(Collection entries)
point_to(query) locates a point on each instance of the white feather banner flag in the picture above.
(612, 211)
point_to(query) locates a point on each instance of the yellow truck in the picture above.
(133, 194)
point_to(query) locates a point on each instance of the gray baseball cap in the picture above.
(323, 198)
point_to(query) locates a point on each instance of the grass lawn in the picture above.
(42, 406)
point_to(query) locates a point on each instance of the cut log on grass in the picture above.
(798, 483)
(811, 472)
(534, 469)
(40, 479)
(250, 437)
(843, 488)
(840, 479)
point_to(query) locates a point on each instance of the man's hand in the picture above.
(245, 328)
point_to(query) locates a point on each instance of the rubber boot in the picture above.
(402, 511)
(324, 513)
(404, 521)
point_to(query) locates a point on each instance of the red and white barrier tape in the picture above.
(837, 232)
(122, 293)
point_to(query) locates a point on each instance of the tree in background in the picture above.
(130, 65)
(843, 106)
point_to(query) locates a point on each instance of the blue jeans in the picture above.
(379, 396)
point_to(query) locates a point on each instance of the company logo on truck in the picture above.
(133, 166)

* _What you have to do_
Every entry should be printed again exactly as written.

* _Output below_
point_to(query) locates a point on each instance of the white feather banner flag in the picture above.
(612, 211)
point_to(query) locates a point on each instance of the yellow truck in the picture above.
(133, 194)
point_to(query) locates a point on each instance of the gray baseball cap in the picture above.
(323, 198)
point_to(query) locates a point on each instance of the grass lawn in the picture above.
(42, 406)
point_to(query) locates a point on each instance of the cut log on grass in the picture above.
(798, 483)
(811, 472)
(534, 469)
(40, 479)
(250, 437)
(843, 488)
(840, 479)
point_to(query) locates a point on each instance of the man's hand in the picture above.
(245, 328)
point_to(query) locates a point on each instance of the rubber boot in the picture above.
(402, 511)
(324, 513)
(404, 521)
point_to(query) locates a point on each instance of the red and white barrier tape in the picture above.
(837, 232)
(122, 293)
point_to(query) locates a point on each instance of the tree in background in the picture above.
(130, 65)
(843, 106)
point_to(query) locates a point on each instance of the blue jeans in the picture above.
(379, 396)
point_to(query) locates a point on each instance of the company logo on truck in the picture above.
(133, 166)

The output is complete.